TEXT SECTION —
--------

Day 4 - PyTorch Basics: Building and Training a Neural Network

Learn how to use torch.nn to build the neural network structure, and how to train the model to recognize images, using a training and evaluation loop. It assumes you are already familiar with the theory behind neural networks (i.e loss functions, gradient descent).

100 Days Of PyTorch
Author

Liam Groen

Published

May 11, 2025

Modified

May 12, 2025

Keywords

Neural Network

Defining the Network

Show imports
import os
import torch
from torch import nn
from torch.utils.data import DataLoader
from torchvision import datasets, transforms

PyTorch allows us to create any neural network, using predefined building blocks from the module torch.nn. Every neural network we create should specify the forward method

class OurNeuralNetwork(nn.Module):
    def __init__(self):
        super().__init__()

        # Define neural net structure here, so we can store weights in them.
        self.flatten = nn.Flatten()
        self.linear_relu_chain = nn.Sequential(
            nn.Linear(in_features=28*28, out_features=512),
            nn.ReLU(),
            nn.Linear(in_features=512, out_features=512),
            nn.ReLU(),
            nn.Linear(512, 10)
        )
    
    def forward(self, input):
        # Use neural net structure to pass input data through

        input = self.flatten(input) # Shape: (28,28) -> shape: (784)

        predictions = self.linear_relu_chain(input) # Shape: (784) -> shape: (512) -> shape: (512) -> shape: (10)
        
        return predictions

Lets instantiate it. In PyTorch, we also have to specify it on what device type we want to train our model. This allows for quicker training, depending on device type.

model = OurNeuralNetwork().to("cpu") # or cuda, mps, mtia, xpu
print("using cpu")
using cpu
model
OurNeuralNetwork(
  (flatten): Flatten(start_dim=1, end_dim=-1)

--------

Collected data:
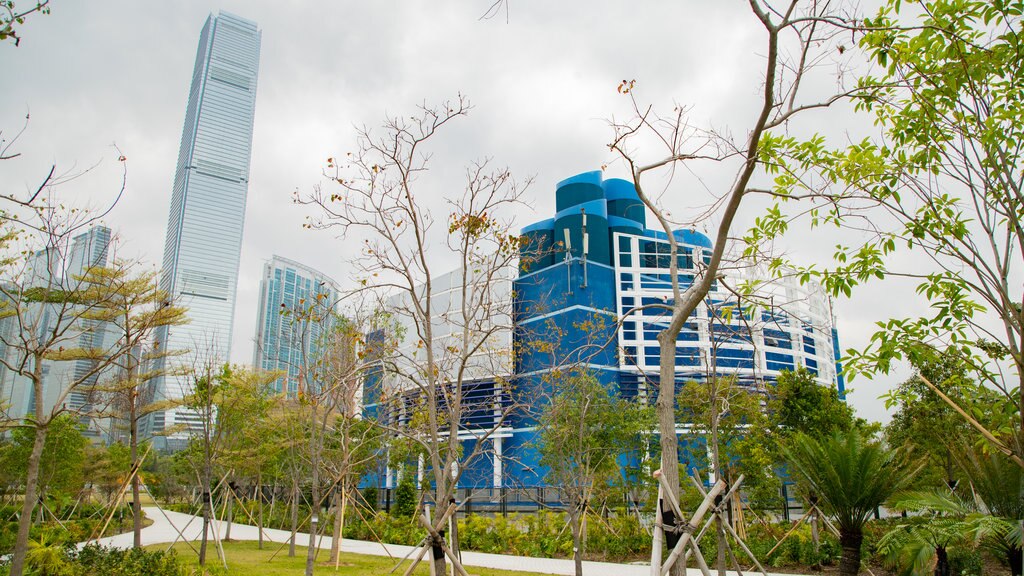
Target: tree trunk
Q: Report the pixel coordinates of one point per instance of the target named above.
(259, 504)
(849, 564)
(295, 516)
(666, 409)
(31, 481)
(339, 525)
(230, 512)
(206, 520)
(1014, 559)
(136, 503)
(314, 513)
(942, 567)
(577, 529)
(438, 563)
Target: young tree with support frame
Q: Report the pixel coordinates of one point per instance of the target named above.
(813, 33)
(452, 339)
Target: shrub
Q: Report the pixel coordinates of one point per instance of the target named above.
(404, 496)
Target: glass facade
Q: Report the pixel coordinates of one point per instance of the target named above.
(289, 338)
(208, 204)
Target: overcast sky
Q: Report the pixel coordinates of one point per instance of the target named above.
(102, 73)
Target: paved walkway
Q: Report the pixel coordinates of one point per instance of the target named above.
(166, 526)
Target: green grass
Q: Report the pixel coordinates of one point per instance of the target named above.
(245, 559)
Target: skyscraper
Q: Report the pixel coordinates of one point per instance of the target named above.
(208, 205)
(286, 338)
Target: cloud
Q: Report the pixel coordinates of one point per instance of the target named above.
(544, 84)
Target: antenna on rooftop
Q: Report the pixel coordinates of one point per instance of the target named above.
(568, 259)
(586, 244)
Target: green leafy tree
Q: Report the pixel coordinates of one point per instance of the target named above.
(944, 523)
(798, 404)
(134, 309)
(851, 478)
(731, 418)
(12, 16)
(62, 457)
(107, 467)
(657, 147)
(223, 400)
(932, 427)
(584, 432)
(944, 180)
(406, 500)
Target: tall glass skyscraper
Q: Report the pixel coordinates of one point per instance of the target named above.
(208, 206)
(288, 337)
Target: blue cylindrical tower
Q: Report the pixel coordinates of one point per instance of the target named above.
(581, 203)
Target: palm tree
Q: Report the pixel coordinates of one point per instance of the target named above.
(944, 521)
(851, 477)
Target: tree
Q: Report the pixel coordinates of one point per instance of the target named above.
(810, 33)
(61, 460)
(942, 180)
(57, 344)
(452, 333)
(929, 424)
(223, 400)
(12, 15)
(852, 478)
(584, 432)
(132, 313)
(798, 404)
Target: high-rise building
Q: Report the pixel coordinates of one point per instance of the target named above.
(295, 302)
(208, 207)
(589, 295)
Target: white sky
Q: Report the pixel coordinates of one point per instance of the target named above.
(105, 72)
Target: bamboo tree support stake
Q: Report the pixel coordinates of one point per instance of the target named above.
(439, 540)
(121, 493)
(977, 425)
(733, 492)
(216, 534)
(655, 549)
(792, 530)
(339, 536)
(427, 542)
(689, 526)
(253, 520)
(168, 519)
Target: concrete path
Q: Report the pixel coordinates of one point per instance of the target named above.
(166, 525)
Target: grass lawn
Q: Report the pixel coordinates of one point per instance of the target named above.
(245, 559)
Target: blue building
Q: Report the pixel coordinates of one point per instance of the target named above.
(591, 279)
(586, 296)
(295, 306)
(208, 207)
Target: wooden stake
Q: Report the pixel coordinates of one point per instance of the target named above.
(655, 549)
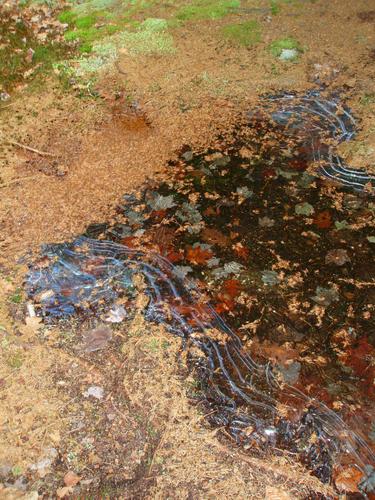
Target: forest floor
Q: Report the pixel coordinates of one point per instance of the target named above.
(85, 118)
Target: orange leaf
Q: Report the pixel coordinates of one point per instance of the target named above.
(174, 256)
(348, 478)
(198, 255)
(323, 219)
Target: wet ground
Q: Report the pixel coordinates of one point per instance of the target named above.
(250, 354)
(282, 251)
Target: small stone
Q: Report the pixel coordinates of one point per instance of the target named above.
(188, 156)
(94, 391)
(288, 54)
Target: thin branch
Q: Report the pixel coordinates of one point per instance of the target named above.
(19, 179)
(33, 150)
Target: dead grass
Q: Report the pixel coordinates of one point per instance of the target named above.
(146, 437)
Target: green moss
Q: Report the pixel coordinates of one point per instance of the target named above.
(85, 48)
(84, 35)
(245, 34)
(277, 46)
(90, 6)
(207, 9)
(16, 298)
(150, 38)
(67, 17)
(86, 21)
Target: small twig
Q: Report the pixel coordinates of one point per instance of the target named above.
(358, 284)
(28, 148)
(19, 179)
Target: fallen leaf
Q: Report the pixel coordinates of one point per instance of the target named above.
(31, 327)
(304, 209)
(97, 338)
(215, 237)
(71, 478)
(64, 492)
(348, 478)
(198, 255)
(323, 220)
(273, 493)
(338, 256)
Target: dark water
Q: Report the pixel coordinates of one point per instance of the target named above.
(266, 269)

--------

GIVEN TASK — Summarize the PyTorch tutorial in two sentences. You can set the collected lines aside, since nothing here depends on them.

THE RESULT — The tutorial shows how to use torch.nn to build a neural network and train it to recognize images with a training and evaluation loop, assuming the reader already knows the theory behind loss functions and gradient descent. It defines a network class whose forward method flattens each 28-by-28 input into 784 values and passes them through a chain of linear layers and ReLU activations that ends in 10 outputs, and then it instantiates the model on the CPU.